# Material shown:
________________________________________

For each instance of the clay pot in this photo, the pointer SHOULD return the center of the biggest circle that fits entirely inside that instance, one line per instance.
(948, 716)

________________________________________

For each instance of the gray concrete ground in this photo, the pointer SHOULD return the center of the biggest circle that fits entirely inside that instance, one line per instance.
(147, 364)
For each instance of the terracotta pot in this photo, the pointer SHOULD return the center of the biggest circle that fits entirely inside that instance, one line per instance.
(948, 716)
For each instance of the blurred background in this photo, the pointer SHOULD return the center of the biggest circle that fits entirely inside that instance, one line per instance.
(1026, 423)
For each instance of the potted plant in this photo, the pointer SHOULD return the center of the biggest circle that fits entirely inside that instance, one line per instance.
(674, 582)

________________________________________

# To be done:
Which lines include the word "potted"? Pick out each one and copy it.

# Problem solution:
For each instance of the potted plant in this photo, the pointer SHOULD return the center of the biggest circle that fits entirely inside that instance, one line per instance.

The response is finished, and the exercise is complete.